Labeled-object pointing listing
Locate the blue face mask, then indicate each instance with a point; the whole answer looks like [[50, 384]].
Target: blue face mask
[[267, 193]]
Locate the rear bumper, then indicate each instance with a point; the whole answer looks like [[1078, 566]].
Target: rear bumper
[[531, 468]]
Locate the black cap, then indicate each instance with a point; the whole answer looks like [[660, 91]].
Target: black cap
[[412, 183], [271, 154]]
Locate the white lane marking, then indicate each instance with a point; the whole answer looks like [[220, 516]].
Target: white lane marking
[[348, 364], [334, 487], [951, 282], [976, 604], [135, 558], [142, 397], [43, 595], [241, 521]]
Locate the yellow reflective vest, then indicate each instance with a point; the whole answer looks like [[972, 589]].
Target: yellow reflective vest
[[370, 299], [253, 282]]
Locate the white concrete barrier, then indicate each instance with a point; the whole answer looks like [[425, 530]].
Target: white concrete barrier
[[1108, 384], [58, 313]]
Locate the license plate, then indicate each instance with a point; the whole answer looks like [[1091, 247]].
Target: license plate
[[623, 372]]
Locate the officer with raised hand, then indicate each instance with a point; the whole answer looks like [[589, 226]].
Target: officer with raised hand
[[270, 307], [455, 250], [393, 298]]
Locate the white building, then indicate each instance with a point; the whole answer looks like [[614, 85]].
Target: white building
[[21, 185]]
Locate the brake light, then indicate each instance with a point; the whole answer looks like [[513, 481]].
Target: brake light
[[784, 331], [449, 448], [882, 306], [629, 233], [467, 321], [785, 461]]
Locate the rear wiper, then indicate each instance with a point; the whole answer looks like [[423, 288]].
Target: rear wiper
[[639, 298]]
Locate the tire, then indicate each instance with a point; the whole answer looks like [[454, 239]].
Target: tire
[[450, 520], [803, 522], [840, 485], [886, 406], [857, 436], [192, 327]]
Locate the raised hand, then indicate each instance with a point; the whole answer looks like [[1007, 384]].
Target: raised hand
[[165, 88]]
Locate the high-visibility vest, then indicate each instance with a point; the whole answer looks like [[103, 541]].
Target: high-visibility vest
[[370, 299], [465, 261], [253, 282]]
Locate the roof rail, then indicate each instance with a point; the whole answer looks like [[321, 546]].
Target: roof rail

- _Short task_: Copy out the part of the listing that begins with the line containing "Locate the brake" and runs through the end of the listing, keeping every line. In each answer, increase every coordinate by 118, and leave the format samples unchanged.

- _Reply to the task_:
Locate the brake light, then indicate each instance with a point; the whole answer looks like [[513, 481]].
Target: brake light
[[902, 449], [567, 566], [1000, 424], [747, 351], [585, 439], [903, 579]]
Locate the rear wiper, then indicate each instance with a point; the whole answer looks like [[423, 288]].
Target: rear wiper
[[757, 416]]
Locate the tire, then indicate each instance with a point; the whole answer looks like [[454, 239]].
Target: tire
[[568, 638], [921, 640], [958, 603], [1004, 524], [975, 554], [310, 445]]
Locate the raised hand, then indicate each instance with a point; the whole answer looks like [[1007, 384]].
Target: raised hand
[[283, 206]]
Locate the high-visibility vest, then indicate each instance with a point; the whole answer looks like [[103, 541]].
Target: high-visibility vest
[[488, 417], [583, 379], [371, 400]]
Locate the roof rail, then indicate each instance with a point; the whole answer looks like [[321, 546]].
Target: roof rail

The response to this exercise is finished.